Dataset entries:
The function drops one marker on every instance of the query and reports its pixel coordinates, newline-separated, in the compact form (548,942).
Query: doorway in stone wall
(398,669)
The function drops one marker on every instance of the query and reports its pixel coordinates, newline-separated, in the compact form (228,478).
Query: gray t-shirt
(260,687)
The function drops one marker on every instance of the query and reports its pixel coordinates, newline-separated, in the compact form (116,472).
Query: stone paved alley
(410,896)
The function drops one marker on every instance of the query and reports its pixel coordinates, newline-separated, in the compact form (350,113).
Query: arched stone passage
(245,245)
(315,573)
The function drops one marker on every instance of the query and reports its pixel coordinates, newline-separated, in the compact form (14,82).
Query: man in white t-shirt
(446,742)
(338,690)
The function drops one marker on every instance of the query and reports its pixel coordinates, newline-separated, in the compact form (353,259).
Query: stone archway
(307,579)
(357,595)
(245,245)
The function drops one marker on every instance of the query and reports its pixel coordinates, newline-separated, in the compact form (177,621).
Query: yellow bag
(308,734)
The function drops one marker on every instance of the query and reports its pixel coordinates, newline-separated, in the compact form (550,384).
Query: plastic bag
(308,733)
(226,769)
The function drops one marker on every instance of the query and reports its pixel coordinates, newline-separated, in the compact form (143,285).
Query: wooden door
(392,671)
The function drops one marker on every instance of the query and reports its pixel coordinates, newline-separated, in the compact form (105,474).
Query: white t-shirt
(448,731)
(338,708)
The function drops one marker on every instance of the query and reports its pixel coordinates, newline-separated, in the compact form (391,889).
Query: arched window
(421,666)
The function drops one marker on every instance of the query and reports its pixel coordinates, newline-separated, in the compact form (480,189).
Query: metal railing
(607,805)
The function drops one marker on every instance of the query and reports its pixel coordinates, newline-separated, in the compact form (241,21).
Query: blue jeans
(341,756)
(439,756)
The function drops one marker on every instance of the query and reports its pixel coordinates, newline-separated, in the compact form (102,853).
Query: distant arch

**Written exercise**
Rewrite every row above, substituting "pin" for "marker" wherever it occurs and leaving all other text unchanged.

**Exercise output**
The function drops one pin on every instance of the query and reports its pixel coordinates, newline-separated, in the compact form (548,942).
Query: doorway in stone wall
(398,669)
The function drops one pin on every instance of the query and reports its pixel coordinates, newline-separated, in the compact form (228,478).
Query: gray t-shirt
(260,687)
The function drops one pin on every instance of the query and reports its pixel coordinates, newline-separated, in the compact form (116,472).
Query: stone paved alley
(410,896)
The function drops one pin on every instance of the query and reports its pixel coordinates, newline-separated, in the compact form (350,113).
Query: arched stone passage
(245,245)
(315,573)
The function drops one pin on every instance of the query and reports its pixel coordinates, newline-separated, in the compact form (14,82).
Query: man in white t-shirt
(446,742)
(338,690)
The function drops one pin on every instance of the query and reports its pixel coordinates, newline-separated, in the compact form (353,259).
Query: stone archway
(307,579)
(357,595)
(245,245)
The function drops one pin on every instance of the query and reports its pixel coordinates, newline-separated, in the compact form (177,621).
Query: yellow bag
(308,734)
The function drops one pin on every instance of the query and reports its pixel coordinates, newline-separated, in the compact form (550,384).
Query: plastic bag
(308,733)
(226,769)
The function drops one pin on every instance of the query and reports its pixel coordinates, newline-separated, in the compact form (143,285).
Query: wooden door
(392,671)
The function drops one pin on every instance of the query and reports its pixel coordinates, newline-separated, in the compact form (105,474).
Query: white t-shirt
(448,731)
(338,708)
The function drops one pin on every instance of the query and reports its pixel coordinates, newline-separated, in the compact form (391,889).
Query: arched window
(421,666)
The function drops one pin on every instance of the query and reports its pixel coordinates, newline-separated, in the compact form (480,189).
Query: metal railing
(607,805)
The function drops one pin on every instance of the query and reports its pixel coordinates, newline-separated, in the compact form (241,21).
Query: blue jeans
(341,756)
(439,756)
The function drops one pin on every instance of the query and reports its pixel coordinates, newline-separated, in the compact form (102,853).
Query: distant arch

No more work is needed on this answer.